→ EXERCISE PROMPT: Output every entry exactly as written.

════════

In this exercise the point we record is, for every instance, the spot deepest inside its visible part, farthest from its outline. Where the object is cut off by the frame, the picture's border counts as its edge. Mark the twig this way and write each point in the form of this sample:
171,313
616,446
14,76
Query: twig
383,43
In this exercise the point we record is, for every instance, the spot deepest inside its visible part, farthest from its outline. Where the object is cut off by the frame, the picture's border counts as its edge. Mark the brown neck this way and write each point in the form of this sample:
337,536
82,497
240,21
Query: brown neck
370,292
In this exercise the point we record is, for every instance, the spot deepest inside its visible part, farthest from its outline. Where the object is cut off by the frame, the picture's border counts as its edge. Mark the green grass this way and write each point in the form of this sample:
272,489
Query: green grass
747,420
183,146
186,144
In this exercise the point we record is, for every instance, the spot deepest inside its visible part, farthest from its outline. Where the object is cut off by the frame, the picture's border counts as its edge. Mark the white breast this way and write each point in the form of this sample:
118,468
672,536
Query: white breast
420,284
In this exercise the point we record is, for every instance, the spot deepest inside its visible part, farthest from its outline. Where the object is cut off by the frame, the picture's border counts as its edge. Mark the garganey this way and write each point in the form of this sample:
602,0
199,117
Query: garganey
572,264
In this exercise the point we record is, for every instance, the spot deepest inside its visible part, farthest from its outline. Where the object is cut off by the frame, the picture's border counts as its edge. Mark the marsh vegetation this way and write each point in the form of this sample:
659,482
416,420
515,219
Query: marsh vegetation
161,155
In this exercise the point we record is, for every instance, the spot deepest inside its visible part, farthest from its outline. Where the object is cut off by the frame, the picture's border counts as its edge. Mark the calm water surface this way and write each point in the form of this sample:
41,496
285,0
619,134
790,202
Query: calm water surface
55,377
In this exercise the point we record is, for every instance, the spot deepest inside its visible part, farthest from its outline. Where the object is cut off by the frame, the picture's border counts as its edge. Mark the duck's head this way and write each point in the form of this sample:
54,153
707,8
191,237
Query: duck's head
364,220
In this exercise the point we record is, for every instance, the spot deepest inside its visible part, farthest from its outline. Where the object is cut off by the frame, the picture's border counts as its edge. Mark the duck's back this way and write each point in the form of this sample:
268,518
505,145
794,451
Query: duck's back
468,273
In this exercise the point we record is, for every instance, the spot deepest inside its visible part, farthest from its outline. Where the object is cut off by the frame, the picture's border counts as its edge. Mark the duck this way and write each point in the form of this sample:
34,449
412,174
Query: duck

════════

→ FINAL RESULT:
In this exercise the point we record is, for every instance, the spot deepest inside its visible part, farthest from its outline. Where the object is cut off by the frame, the picture's border counts as its edge. Mark the twig this way and write each point in the form of this sample:
171,313
616,446
14,76
Query: twig
383,43
In this exercise the point we record is, for every instance, the spot deepest inside its visible part, farthest from its outline. Where the object is cut off by the frame, the picture's border counts as its edge. Mark the brown neck this way and write each point in the form of this sample:
337,536
82,497
240,21
Query: brown neck
370,292
In this exercise the point we record is, for every instance, the spot deepest inside its visible part, farthest from its outline. Where the object is cut off by the frame, the picture's border counts as its edge. Mark the green grass this way and write each point in the form of this sample:
272,489
Query: green grass
747,420
183,146
186,144
In this exercise the point we record is, for every instance, the spot deepest inside its visible part, farthest from its outline. Where the object is cut off by the frame, the picture's border counts as its edge. Mark the white breast this way and write each point in the form of this sample:
118,468
672,536
Query: white breast
420,284
In this exercise the point we record is, for every instance, the spot deepest inside its visible part, farthest from its outline. Where the object is cut off by the frame, the picture's border counts as its edge. Mark the garganey this way and write each point in the form of this sample:
602,0
199,117
Query: garganey
572,264
In this exercise the point we record is, for every instance, the spot deepest inside its visible part, farthest from its outline. Where the object is cut off by the frame, the picture's border counts as its edge. Mark the marsh vegetation this way and write each point in the form of this sample:
659,482
416,420
515,219
Query: marsh vegetation
161,155
In this exercise the point we record is, for every instance, the spot deepest inside its visible part, farthest from its outline. Where the object is cut off by the frame, the picture's border counts as its edge. Mark the calm water surface this way and write each point in the form of this sample:
41,496
285,0
619,134
790,202
Query: calm water surface
55,377
In this exercise the point we record is, for every instance, the spot deepest inside its visible part, farthest from its outline. Where the object is cut off by the frame, the picture's border counts as its edge. Mark the duck's head this way and write each point in the form of this sample:
54,153
707,8
191,237
Query: duck's head
364,220
In this exercise the point we record is, for every instance, the spot deepest inside its visible part, farthest from its outline. Where the object is cut off by the frame, the picture's border counts as its edge. Mark the duck's back this way and write each point in the form of this sample:
268,518
505,145
794,451
Query: duck's back
468,273
In this exercise the point we record is, for every instance, the spot deepest inside its visible part, farthest from its outline. Where the object is cut off by the frame, the picture's border counts as its edge. Mark the duck this way and write each point in the form of this sample:
34,449
412,174
Query: duck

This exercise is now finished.